## EXERCISE
Transcribe precisely, and only, the lines beginning at the line containing "Please drop a marker on the kitchen cabinet" and ending at the final line of the material below.

## RECORD EXTRACTS
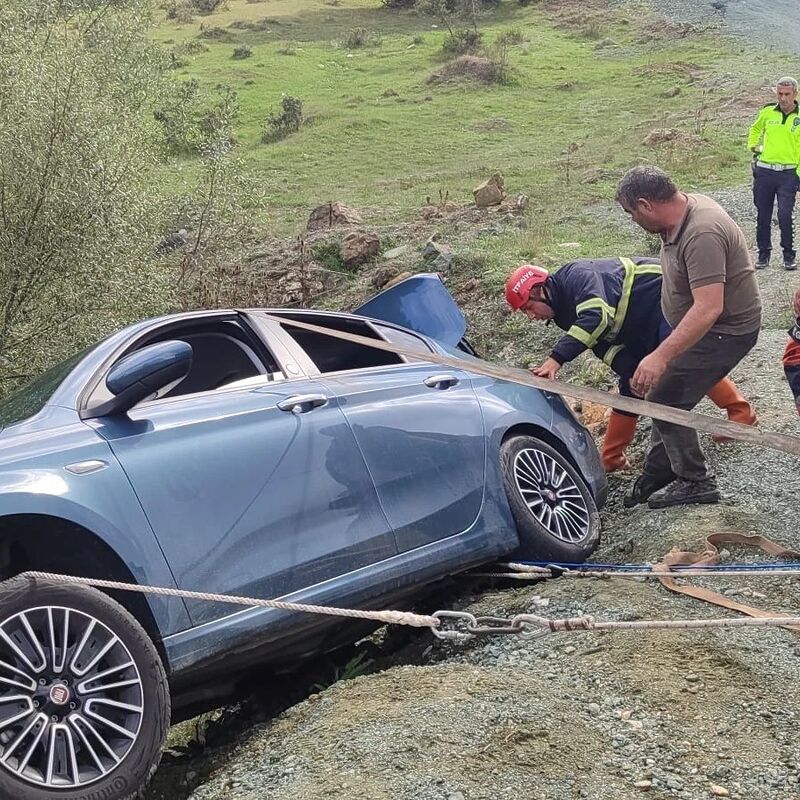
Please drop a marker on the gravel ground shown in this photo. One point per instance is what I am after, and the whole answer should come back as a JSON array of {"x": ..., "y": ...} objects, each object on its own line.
[
  {"x": 770, "y": 24},
  {"x": 666, "y": 714}
]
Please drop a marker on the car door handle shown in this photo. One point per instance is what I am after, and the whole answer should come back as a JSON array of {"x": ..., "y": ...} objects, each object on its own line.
[
  {"x": 441, "y": 381},
  {"x": 303, "y": 403}
]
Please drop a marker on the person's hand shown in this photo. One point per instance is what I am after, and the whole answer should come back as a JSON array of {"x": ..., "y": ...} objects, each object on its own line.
[
  {"x": 796, "y": 303},
  {"x": 648, "y": 373},
  {"x": 547, "y": 369}
]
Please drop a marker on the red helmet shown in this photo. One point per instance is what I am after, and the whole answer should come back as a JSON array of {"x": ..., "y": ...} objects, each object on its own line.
[{"x": 520, "y": 283}]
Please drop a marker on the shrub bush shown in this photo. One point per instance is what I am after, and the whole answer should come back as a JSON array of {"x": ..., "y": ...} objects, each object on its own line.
[
  {"x": 461, "y": 42},
  {"x": 357, "y": 37},
  {"x": 290, "y": 120},
  {"x": 511, "y": 36}
]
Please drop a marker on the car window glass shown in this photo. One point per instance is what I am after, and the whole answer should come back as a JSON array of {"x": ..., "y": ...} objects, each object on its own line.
[
  {"x": 330, "y": 354},
  {"x": 224, "y": 356},
  {"x": 403, "y": 338}
]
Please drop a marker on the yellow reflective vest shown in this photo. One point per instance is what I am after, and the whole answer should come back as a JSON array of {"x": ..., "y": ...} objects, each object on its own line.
[{"x": 778, "y": 135}]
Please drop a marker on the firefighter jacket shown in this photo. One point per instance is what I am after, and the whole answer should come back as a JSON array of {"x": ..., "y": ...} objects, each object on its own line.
[{"x": 610, "y": 306}]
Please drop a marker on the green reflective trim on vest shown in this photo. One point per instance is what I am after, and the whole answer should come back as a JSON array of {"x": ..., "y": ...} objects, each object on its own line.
[
  {"x": 612, "y": 353},
  {"x": 631, "y": 271},
  {"x": 625, "y": 296}
]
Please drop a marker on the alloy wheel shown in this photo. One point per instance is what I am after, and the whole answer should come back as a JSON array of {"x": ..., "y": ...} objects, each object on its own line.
[
  {"x": 71, "y": 698},
  {"x": 551, "y": 495}
]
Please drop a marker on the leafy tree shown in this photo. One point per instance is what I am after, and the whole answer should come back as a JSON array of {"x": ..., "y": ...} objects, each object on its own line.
[{"x": 77, "y": 217}]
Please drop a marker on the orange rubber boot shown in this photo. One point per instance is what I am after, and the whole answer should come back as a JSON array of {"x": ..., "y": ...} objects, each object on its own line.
[
  {"x": 725, "y": 395},
  {"x": 620, "y": 433}
]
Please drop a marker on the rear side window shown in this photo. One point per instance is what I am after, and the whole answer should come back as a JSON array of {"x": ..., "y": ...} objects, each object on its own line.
[{"x": 336, "y": 355}]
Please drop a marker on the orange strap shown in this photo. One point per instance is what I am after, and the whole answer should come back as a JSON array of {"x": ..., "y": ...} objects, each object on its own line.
[
  {"x": 710, "y": 556},
  {"x": 791, "y": 355}
]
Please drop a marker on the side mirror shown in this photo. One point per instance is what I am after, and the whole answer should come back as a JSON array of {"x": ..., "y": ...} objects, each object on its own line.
[{"x": 143, "y": 373}]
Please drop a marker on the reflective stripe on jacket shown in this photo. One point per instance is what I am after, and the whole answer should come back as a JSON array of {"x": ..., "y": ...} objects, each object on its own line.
[
  {"x": 611, "y": 306},
  {"x": 779, "y": 135}
]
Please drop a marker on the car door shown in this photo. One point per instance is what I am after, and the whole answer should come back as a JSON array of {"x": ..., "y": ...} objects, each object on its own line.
[
  {"x": 419, "y": 427},
  {"x": 256, "y": 488}
]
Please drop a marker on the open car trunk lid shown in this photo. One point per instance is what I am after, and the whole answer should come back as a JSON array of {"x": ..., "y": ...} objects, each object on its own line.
[{"x": 420, "y": 303}]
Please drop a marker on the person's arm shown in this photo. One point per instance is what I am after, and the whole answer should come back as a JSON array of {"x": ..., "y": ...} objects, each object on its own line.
[
  {"x": 756, "y": 132},
  {"x": 705, "y": 257}
]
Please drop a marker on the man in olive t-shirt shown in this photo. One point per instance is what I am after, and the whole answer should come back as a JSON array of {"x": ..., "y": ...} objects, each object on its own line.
[{"x": 710, "y": 298}]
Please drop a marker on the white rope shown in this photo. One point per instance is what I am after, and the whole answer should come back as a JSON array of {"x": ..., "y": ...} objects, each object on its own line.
[
  {"x": 391, "y": 617},
  {"x": 525, "y": 572}
]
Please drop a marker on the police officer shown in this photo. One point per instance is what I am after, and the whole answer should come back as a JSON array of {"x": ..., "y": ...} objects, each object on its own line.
[
  {"x": 611, "y": 306},
  {"x": 775, "y": 142}
]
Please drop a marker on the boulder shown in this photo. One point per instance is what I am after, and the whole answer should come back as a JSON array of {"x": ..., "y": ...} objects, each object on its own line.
[
  {"x": 490, "y": 192},
  {"x": 359, "y": 247},
  {"x": 332, "y": 214}
]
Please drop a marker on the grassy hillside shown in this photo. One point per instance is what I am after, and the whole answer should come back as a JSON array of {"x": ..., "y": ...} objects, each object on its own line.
[
  {"x": 381, "y": 137},
  {"x": 590, "y": 88}
]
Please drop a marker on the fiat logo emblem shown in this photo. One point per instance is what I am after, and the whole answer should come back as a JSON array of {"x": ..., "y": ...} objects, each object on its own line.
[{"x": 59, "y": 694}]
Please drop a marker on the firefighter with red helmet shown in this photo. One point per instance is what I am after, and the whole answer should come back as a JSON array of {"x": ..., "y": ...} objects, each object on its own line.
[{"x": 613, "y": 308}]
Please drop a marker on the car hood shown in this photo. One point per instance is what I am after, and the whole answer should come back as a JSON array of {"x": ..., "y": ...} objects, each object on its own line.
[{"x": 420, "y": 303}]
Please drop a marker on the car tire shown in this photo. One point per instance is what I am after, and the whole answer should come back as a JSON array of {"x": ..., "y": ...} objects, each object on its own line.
[
  {"x": 554, "y": 511},
  {"x": 90, "y": 689}
]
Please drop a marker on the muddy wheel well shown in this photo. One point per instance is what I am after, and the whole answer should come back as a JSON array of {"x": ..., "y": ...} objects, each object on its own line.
[
  {"x": 527, "y": 429},
  {"x": 50, "y": 544}
]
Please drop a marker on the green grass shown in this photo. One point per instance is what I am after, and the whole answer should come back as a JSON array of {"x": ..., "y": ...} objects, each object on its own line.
[{"x": 385, "y": 154}]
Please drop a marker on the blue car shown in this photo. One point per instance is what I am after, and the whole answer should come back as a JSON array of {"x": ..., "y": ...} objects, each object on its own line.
[{"x": 233, "y": 452}]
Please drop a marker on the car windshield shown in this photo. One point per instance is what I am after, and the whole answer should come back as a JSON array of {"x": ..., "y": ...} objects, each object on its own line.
[{"x": 32, "y": 397}]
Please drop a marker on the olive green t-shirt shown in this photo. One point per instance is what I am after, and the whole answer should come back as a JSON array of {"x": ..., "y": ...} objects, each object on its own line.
[{"x": 709, "y": 247}]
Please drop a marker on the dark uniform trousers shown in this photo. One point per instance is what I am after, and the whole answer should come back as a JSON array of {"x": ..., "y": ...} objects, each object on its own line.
[
  {"x": 767, "y": 185},
  {"x": 675, "y": 450}
]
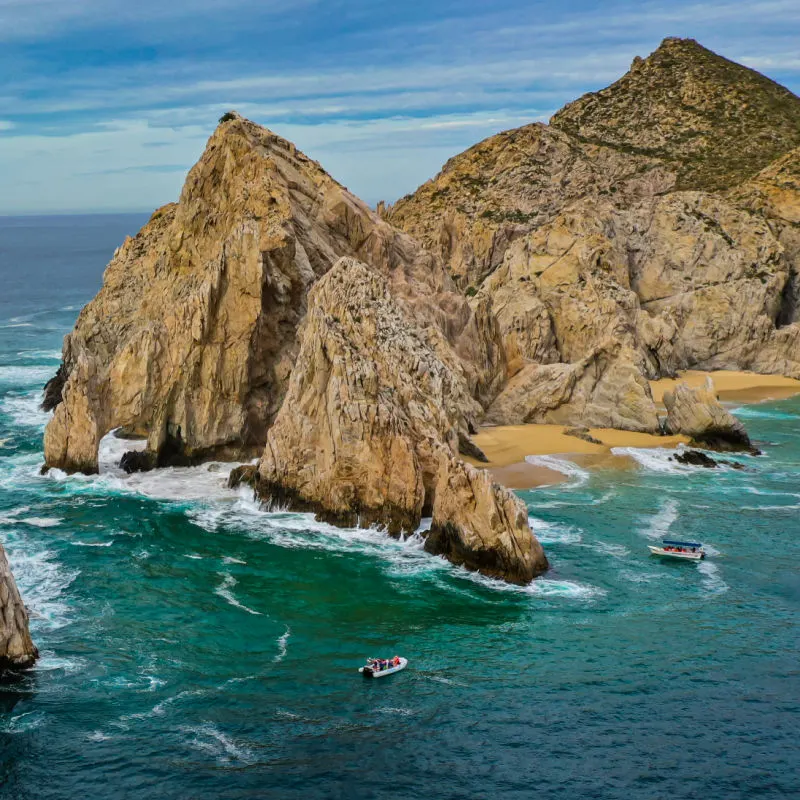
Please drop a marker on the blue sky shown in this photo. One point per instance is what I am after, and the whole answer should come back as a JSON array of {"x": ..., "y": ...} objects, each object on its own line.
[{"x": 105, "y": 104}]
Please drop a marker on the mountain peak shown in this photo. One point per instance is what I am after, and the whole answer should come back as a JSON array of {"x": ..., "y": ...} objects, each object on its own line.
[{"x": 716, "y": 121}]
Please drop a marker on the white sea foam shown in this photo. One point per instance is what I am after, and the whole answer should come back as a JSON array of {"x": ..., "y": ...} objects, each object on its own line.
[
  {"x": 224, "y": 591},
  {"x": 42, "y": 582},
  {"x": 577, "y": 475},
  {"x": 25, "y": 410},
  {"x": 22, "y": 723},
  {"x": 209, "y": 739},
  {"x": 18, "y": 375},
  {"x": 771, "y": 508},
  {"x": 403, "y": 557},
  {"x": 177, "y": 484},
  {"x": 754, "y": 412},
  {"x": 92, "y": 544},
  {"x": 610, "y": 549},
  {"x": 42, "y": 522},
  {"x": 283, "y": 645},
  {"x": 539, "y": 587},
  {"x": 53, "y": 355},
  {"x": 655, "y": 459}
]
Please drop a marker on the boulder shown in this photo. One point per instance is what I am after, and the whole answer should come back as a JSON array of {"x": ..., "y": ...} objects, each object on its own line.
[
  {"x": 17, "y": 650},
  {"x": 370, "y": 428},
  {"x": 195, "y": 327},
  {"x": 697, "y": 413}
]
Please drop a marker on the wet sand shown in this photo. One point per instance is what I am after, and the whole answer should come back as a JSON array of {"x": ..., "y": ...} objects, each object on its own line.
[
  {"x": 507, "y": 446},
  {"x": 734, "y": 387}
]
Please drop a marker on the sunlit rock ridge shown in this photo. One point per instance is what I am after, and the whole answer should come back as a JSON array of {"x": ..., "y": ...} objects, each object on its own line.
[
  {"x": 651, "y": 227},
  {"x": 543, "y": 276}
]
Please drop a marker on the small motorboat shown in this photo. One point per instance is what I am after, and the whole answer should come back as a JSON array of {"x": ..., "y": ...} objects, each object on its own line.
[
  {"x": 685, "y": 551},
  {"x": 380, "y": 667}
]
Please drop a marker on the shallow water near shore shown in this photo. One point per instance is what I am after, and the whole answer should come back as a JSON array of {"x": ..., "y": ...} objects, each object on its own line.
[{"x": 195, "y": 646}]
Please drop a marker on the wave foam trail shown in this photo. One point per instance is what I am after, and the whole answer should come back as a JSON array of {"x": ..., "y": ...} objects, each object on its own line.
[
  {"x": 658, "y": 525},
  {"x": 711, "y": 578},
  {"x": 42, "y": 522},
  {"x": 25, "y": 410},
  {"x": 656, "y": 459},
  {"x": 177, "y": 484},
  {"x": 538, "y": 587},
  {"x": 554, "y": 532},
  {"x": 42, "y": 581},
  {"x": 578, "y": 476},
  {"x": 224, "y": 591},
  {"x": 283, "y": 645},
  {"x": 211, "y": 740},
  {"x": 404, "y": 557}
]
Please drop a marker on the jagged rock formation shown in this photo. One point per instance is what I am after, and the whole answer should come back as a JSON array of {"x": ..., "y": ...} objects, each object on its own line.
[
  {"x": 370, "y": 427},
  {"x": 600, "y": 232},
  {"x": 698, "y": 413},
  {"x": 17, "y": 650},
  {"x": 192, "y": 338}
]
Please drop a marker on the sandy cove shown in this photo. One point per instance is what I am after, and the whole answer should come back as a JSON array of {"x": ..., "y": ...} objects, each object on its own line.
[{"x": 507, "y": 446}]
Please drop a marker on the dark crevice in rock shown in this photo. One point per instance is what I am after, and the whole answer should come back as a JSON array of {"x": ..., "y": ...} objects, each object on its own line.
[
  {"x": 53, "y": 388},
  {"x": 466, "y": 447}
]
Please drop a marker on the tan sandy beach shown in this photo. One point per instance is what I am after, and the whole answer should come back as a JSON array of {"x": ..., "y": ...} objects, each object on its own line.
[{"x": 507, "y": 446}]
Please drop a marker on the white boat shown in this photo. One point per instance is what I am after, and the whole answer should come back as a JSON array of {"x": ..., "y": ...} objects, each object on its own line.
[
  {"x": 684, "y": 551},
  {"x": 371, "y": 670}
]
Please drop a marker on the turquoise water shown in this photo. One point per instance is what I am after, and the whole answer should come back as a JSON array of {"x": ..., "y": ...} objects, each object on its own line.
[{"x": 194, "y": 646}]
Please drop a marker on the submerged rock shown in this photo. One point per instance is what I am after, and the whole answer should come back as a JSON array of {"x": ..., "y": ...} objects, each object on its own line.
[
  {"x": 17, "y": 650},
  {"x": 369, "y": 432},
  {"x": 697, "y": 413},
  {"x": 695, "y": 458}
]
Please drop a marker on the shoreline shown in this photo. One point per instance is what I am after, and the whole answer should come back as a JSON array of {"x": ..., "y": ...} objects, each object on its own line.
[{"x": 507, "y": 446}]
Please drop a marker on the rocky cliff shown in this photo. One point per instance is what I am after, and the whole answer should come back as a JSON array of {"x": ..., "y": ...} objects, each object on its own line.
[
  {"x": 192, "y": 338},
  {"x": 646, "y": 220},
  {"x": 17, "y": 651},
  {"x": 369, "y": 433}
]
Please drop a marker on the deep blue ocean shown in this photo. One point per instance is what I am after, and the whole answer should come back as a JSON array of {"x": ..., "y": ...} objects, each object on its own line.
[{"x": 194, "y": 646}]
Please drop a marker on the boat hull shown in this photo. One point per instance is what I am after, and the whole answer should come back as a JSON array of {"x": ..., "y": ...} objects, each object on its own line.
[
  {"x": 368, "y": 672},
  {"x": 660, "y": 551}
]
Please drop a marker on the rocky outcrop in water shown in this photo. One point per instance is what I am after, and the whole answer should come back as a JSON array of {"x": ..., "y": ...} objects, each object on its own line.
[
  {"x": 192, "y": 338},
  {"x": 369, "y": 432},
  {"x": 697, "y": 413},
  {"x": 17, "y": 650}
]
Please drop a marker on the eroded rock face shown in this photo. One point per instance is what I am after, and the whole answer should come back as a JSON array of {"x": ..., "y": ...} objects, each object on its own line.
[
  {"x": 605, "y": 227},
  {"x": 717, "y": 122},
  {"x": 193, "y": 336},
  {"x": 17, "y": 650},
  {"x": 370, "y": 426},
  {"x": 698, "y": 413},
  {"x": 604, "y": 390}
]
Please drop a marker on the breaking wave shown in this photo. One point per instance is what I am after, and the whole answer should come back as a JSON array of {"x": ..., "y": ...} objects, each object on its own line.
[{"x": 577, "y": 475}]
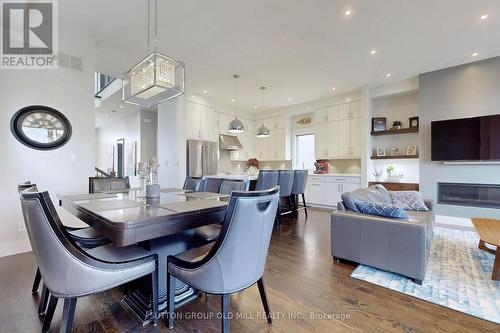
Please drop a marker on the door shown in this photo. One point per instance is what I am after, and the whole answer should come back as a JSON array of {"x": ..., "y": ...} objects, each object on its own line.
[
  {"x": 304, "y": 152},
  {"x": 194, "y": 166}
]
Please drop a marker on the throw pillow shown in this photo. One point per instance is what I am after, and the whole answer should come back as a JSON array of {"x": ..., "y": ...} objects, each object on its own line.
[
  {"x": 381, "y": 209},
  {"x": 408, "y": 200}
]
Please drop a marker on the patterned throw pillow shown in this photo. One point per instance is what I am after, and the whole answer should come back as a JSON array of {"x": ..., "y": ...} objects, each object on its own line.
[
  {"x": 381, "y": 209},
  {"x": 408, "y": 200}
]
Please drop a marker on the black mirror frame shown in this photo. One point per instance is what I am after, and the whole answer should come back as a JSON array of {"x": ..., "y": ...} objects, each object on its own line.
[{"x": 15, "y": 127}]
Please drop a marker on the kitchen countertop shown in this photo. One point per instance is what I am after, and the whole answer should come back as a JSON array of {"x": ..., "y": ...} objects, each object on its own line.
[{"x": 335, "y": 175}]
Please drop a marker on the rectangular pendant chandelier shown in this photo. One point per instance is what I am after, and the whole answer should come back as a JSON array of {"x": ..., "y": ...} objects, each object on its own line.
[{"x": 154, "y": 80}]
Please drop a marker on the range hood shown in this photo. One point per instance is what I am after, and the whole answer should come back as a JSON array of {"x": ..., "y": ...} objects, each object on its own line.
[{"x": 229, "y": 142}]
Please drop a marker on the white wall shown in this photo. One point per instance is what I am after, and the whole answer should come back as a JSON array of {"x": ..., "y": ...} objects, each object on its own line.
[
  {"x": 58, "y": 171},
  {"x": 457, "y": 92}
]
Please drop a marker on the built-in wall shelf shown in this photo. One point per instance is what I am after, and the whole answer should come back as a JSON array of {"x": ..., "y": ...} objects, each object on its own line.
[
  {"x": 398, "y": 157},
  {"x": 396, "y": 131}
]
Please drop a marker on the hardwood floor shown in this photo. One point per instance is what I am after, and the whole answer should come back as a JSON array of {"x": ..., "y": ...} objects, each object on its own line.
[{"x": 303, "y": 284}]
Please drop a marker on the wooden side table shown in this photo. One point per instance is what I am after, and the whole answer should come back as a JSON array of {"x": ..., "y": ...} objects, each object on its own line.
[{"x": 489, "y": 232}]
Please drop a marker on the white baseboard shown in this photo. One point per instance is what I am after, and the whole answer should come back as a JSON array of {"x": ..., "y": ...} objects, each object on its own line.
[{"x": 8, "y": 249}]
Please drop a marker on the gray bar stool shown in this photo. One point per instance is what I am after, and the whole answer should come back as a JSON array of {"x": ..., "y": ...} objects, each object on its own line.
[{"x": 299, "y": 188}]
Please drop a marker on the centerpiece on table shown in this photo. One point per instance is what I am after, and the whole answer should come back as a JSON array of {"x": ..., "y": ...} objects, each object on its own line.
[{"x": 253, "y": 167}]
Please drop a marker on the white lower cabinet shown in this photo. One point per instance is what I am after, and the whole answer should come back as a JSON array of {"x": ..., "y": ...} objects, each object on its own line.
[{"x": 326, "y": 190}]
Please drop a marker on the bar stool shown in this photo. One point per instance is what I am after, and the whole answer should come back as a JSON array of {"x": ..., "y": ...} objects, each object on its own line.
[{"x": 299, "y": 188}]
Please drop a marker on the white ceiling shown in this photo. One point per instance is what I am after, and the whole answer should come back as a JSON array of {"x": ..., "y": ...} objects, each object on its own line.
[{"x": 298, "y": 48}]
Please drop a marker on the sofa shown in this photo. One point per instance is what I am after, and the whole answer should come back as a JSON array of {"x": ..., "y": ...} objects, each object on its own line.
[{"x": 396, "y": 245}]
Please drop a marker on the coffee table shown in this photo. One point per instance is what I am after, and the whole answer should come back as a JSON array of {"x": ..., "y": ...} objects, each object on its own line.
[{"x": 489, "y": 232}]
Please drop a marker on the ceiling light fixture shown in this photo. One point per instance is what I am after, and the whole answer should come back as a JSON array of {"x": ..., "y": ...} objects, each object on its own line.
[
  {"x": 155, "y": 79},
  {"x": 263, "y": 131},
  {"x": 236, "y": 126}
]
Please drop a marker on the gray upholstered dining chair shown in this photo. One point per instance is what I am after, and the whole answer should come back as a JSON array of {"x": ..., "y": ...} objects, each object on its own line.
[
  {"x": 210, "y": 185},
  {"x": 267, "y": 179},
  {"x": 299, "y": 188},
  {"x": 237, "y": 259},
  {"x": 285, "y": 182},
  {"x": 86, "y": 237},
  {"x": 69, "y": 272},
  {"x": 192, "y": 184},
  {"x": 209, "y": 233},
  {"x": 101, "y": 184}
]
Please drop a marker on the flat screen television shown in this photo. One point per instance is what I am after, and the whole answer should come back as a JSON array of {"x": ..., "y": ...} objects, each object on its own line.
[{"x": 468, "y": 139}]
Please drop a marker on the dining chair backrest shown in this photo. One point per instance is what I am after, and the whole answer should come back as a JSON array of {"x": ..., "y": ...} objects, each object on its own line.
[
  {"x": 285, "y": 182},
  {"x": 299, "y": 181},
  {"x": 101, "y": 184},
  {"x": 192, "y": 184},
  {"x": 210, "y": 185},
  {"x": 67, "y": 271},
  {"x": 238, "y": 257},
  {"x": 229, "y": 185},
  {"x": 266, "y": 180}
]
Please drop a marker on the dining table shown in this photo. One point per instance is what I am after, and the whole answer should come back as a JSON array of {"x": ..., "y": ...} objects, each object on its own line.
[{"x": 163, "y": 225}]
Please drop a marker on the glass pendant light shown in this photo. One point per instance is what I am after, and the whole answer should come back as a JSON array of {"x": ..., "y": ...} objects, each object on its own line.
[
  {"x": 155, "y": 79},
  {"x": 236, "y": 126},
  {"x": 263, "y": 131}
]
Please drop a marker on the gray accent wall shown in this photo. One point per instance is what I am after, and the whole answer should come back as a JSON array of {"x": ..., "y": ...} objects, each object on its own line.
[{"x": 459, "y": 92}]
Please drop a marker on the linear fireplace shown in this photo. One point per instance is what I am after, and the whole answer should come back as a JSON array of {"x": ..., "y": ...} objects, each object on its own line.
[{"x": 476, "y": 195}]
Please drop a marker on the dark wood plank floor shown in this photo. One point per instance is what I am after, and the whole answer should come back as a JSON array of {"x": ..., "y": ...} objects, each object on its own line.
[{"x": 303, "y": 283}]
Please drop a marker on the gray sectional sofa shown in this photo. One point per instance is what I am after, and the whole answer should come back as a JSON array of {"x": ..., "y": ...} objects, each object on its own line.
[{"x": 395, "y": 245}]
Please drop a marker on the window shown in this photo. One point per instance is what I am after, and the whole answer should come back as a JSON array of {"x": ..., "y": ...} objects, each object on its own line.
[{"x": 304, "y": 152}]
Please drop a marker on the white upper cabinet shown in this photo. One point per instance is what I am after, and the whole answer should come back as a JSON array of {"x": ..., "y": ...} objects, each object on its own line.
[{"x": 338, "y": 131}]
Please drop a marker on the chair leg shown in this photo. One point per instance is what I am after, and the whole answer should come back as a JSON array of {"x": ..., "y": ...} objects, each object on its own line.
[
  {"x": 154, "y": 295},
  {"x": 170, "y": 301},
  {"x": 36, "y": 282},
  {"x": 304, "y": 202},
  {"x": 226, "y": 304},
  {"x": 50, "y": 314},
  {"x": 44, "y": 298},
  {"x": 68, "y": 315},
  {"x": 263, "y": 297}
]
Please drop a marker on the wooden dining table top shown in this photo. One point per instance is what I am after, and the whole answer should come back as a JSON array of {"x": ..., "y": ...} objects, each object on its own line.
[
  {"x": 126, "y": 217},
  {"x": 488, "y": 230}
]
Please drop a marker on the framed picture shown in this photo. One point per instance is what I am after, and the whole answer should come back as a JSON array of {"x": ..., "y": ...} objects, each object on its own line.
[
  {"x": 411, "y": 150},
  {"x": 378, "y": 124},
  {"x": 413, "y": 122}
]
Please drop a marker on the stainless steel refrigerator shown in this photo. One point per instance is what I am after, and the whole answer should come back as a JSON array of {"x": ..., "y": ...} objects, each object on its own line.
[{"x": 201, "y": 158}]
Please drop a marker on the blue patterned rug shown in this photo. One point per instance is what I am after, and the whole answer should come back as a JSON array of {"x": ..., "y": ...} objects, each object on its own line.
[{"x": 458, "y": 276}]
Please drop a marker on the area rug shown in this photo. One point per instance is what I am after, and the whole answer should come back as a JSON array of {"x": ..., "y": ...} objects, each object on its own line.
[{"x": 458, "y": 276}]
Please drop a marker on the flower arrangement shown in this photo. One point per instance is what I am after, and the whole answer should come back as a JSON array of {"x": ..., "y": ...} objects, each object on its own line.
[{"x": 253, "y": 162}]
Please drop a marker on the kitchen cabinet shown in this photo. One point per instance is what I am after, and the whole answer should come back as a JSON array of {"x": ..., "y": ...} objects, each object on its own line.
[
  {"x": 338, "y": 131},
  {"x": 326, "y": 190}
]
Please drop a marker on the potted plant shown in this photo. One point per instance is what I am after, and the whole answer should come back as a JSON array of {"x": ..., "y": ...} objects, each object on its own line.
[
  {"x": 253, "y": 166},
  {"x": 377, "y": 174}
]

## ANSWER TO THE PROBLEM
Please drop a marker on the kitchen cabinet shown in this photo. One point per instance is what I am after, and the whole answer should come back as a JSON array of {"x": ..., "y": ...} objects, each object on its own line.
[
  {"x": 338, "y": 131},
  {"x": 326, "y": 190}
]
Please drop a marker on the potted plant shown in this photo. One point per instance is what I am after, and the whole answer should come back as a JSON array of {"x": ..., "y": ...} objects, each object on its own line.
[
  {"x": 253, "y": 166},
  {"x": 377, "y": 174}
]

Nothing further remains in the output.